Audited by TAR Engine · 2026-06-18 · Report format v0.2

Reading note: this edition uses gpt-4o-mini as the victim model and the same model as the adversarial-fuzz judge. Findings reflect missing defenses in the SKILL.md itself — not a verdict on any specific victim model. The remediation belongs in SKILL.md, not in the model.

Source: https://github.com/majiayu000/claude-skill-registry/blob/main/skills/security/security-engineer-daffy0208-ai-dev-standards-2/SKILL.md

Verdict: High risk — 7 high-severity issues need author attention before deploying to a shared environment.

What this skill does

Auditor's read (LLM-generated): The Security Engineer skill provides guidance on implementing security best practices across application stacks, focusing on securing APIs, authentication, input validation, and vulnerability prevention. It instructs the LLM to generate code snippets for authentication strategies (e.g., JWT, OAuth), input validation techniques, secure configuration practices, and data protection measures, ensuring that security is integrated into every aspect of application development. Outputs include code examples and security principles to follow for various security pillars.

### INFORMATION GIVEN
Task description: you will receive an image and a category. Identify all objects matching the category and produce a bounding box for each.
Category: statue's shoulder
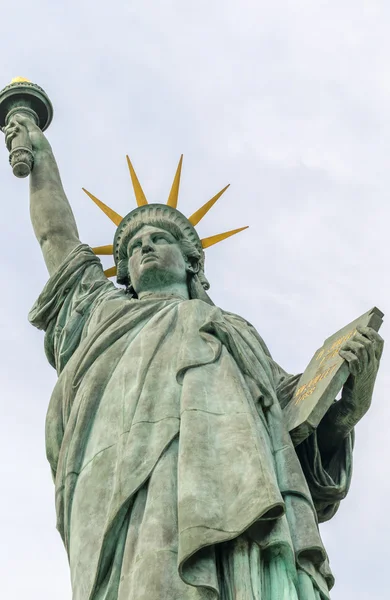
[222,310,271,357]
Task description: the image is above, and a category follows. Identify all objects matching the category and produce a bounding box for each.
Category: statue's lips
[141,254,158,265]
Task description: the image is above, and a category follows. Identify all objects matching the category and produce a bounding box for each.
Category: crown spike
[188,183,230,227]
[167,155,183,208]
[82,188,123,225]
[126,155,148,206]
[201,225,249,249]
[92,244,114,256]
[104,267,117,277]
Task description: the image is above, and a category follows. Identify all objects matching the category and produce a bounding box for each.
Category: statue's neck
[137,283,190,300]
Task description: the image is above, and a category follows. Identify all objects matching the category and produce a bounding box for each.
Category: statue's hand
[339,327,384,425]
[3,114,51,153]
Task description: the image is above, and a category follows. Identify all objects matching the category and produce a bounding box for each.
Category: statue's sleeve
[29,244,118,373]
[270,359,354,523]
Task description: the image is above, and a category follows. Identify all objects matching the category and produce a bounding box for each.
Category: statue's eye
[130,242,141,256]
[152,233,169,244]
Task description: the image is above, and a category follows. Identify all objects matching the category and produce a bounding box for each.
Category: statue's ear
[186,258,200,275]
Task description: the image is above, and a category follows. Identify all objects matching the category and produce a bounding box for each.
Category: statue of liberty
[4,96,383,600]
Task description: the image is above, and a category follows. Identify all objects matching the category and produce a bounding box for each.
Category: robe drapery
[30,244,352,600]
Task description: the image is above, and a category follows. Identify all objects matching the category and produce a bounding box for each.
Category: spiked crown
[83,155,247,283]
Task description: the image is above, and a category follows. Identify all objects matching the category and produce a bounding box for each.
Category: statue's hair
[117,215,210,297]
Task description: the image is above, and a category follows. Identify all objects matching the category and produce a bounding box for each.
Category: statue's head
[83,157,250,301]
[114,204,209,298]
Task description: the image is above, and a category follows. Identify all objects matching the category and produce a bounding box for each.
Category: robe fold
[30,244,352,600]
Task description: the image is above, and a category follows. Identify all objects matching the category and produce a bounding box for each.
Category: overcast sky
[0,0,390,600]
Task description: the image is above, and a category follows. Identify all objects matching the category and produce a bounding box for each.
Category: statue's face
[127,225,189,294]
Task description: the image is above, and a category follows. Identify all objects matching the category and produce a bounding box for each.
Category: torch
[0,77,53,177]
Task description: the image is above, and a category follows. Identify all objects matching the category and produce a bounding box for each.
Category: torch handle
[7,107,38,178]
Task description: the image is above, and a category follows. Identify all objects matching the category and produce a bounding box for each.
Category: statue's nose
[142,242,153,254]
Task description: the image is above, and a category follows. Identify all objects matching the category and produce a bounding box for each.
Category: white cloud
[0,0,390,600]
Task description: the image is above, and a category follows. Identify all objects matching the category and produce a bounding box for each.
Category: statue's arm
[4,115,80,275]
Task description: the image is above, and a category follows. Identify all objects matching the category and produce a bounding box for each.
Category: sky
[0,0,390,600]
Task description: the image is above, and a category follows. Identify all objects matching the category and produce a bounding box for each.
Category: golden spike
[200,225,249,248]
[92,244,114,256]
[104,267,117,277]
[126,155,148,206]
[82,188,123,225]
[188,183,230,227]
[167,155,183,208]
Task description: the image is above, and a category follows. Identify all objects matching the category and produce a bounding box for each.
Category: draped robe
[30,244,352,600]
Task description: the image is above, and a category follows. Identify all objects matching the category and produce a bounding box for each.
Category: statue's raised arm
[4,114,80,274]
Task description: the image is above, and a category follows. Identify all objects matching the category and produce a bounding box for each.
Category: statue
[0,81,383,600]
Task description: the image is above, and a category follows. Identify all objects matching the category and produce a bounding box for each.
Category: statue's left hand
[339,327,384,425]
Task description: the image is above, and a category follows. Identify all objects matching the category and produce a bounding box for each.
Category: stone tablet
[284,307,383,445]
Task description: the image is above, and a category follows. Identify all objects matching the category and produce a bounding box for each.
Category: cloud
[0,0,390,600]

### EXERCISE TASKS
A. According to the audit report, how many high-severity issues does the Security Engineer skill have?
B. Continue the audit report of the Security Engineer skill from the point where it stops.

### RESULTS OF THE EXERCISE
A. Seven.

B.
Author description: Implement security best practices across the application stack. Use when securing APIs, implementing authentication, preventing vulnerabilities, or conducting security reviews. Covers OWASP Top 10, auth patterns, input validation, encryption, and security monitoring.

Observed: Security Engineer is 9 top-level sections (Core Principle, 5 Security Pillars, OWASP Top 10 Quick Reference, Security Checklist (Pre-Deployment), Common Security Mistakes, …); ~745 lines of instructions, concise body.

Frontmatter facts:

  • Body size: 745 lines / 17602 chars

Score breakdown by category

Each category gets its own sub-score. A category with no rule hits gets 100; a category with a single critical finding drops to 80.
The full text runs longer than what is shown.